▶ **QUOTED PASSAGE**:
Segment Open
Within six months I had relapsed. I did not believe the stories I heard about relapse being worse than the first go around with our disease, but I became a believer. I rationalized that I could handle a little pornography. That thinking error began a journey that led me back to prison for four years. During that time, I missed my grandfather and uncle’s deaths/funerals, the birth of my two grandchildren, and so much time that can never be regained. It took that second arrest and imprisonment to wake me up and get serious about recovery.
I wrote SLAA’s office asking for a correspondent sponsor who would work with me while I was in prison. My higher power sent me just what I needed in my sponsor! He had been in prison as well and had an almost identical background. While inside, I began to work the steps, set my bottom, caution, and top lines, developed a daily spiritual routine that includes prayer, meditation, and affirmations. For a brief time, I actually met with other inmates for SLAA Meetings in our dorm. It has been said that suffering is a pathway to peace. Those four years were the most difficult days I have ever experienced – so much violence, darkness, isolation, and despair. Working the steps, the support of my sponsor, my family, a small group of fellow inmates whom I trusted, and my Higher Power were how I got through it. On December 20, 2016 I began my recovery journey in the “free” world.
Segment Closed
▶ **WORK REQUEST A**:
Using the recovery account, answer the following:
(i) How long was the narrator back in prison after the relapse?
(ii) Where did the narrator write to ask for a correspondent sponsor?
(iii) On what date did the narrator begin recovery in the "free" world?
▶ **WORK REQUEST B**: List every item the recovery account names as how the narrator got through the four years in prison.
▶ **WORK REQUEST C**: Pick up the recovery account after its final sentence and continue it.

▶ **DATA RECORDS**:
Segment Open
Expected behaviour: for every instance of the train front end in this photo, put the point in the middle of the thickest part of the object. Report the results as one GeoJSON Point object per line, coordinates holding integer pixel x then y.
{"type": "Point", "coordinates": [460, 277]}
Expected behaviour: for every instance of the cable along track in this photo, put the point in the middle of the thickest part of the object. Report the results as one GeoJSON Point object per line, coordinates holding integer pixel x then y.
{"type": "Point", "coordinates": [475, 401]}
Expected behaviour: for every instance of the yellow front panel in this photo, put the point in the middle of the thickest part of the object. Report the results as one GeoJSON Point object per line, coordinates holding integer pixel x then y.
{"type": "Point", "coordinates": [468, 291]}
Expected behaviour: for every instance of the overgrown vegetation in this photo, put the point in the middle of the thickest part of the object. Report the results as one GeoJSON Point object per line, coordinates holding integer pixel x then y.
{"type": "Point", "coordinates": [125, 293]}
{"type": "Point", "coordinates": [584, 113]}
Segment Closed
▶ **RESULT A**:
(i) Four years.
(ii) SLAA's office.
(iii) December 20, 2016.

▶ **RESULT B**:
- Working the steps
- The support of the sponsor
- Family
- A small group of fellow inmates the narrator trusted
- The narrator's Higher Power

▶ **RESULT C**:
Since my release I have continued that work by seeing a licensed sex offender therapist, regularly attending our local SLAA meetings where I serve by setting up chairs, leading meetings, and serving as the chairperson for our Intergroup. I am beginning work on my ninth steps and have one sponsee. I have been able to find work and have a recovery job as a restaurant manager. I recently led a discussion group at my church that discussed the connection between the Twelve Step and the Gospel as Jesus lived out. An opportunity I never imagined I would every again have.
I have built recovery friendships and meet regularly with a ground of men in recovery. I am actually developing healthy, intimate same sex friendships! I have a close friend who serves as my spiritual advisor and mentor who is well versed in recovery. I have surrendered my right to have sex anytime I want, with anyone I want, and have made peace with abstinence unless I am in a committed relationship.
Almost five years of sobriety has restored much of my sanity and empowered me to begin to love myself. I am now fully present for my family and friends. My spiritual life is exactly where it needs to be, utterly human yet touched by the grace of my Higher Power. Now when I feel those familiar triggers creeping in, I call a trusted recovery partner or my sponsor. My biggest struggle is with loneliness and much to my surprise, feeling lonely does not kill me. Each day I do not act out is a step back to restoring my reputation as an honorable man.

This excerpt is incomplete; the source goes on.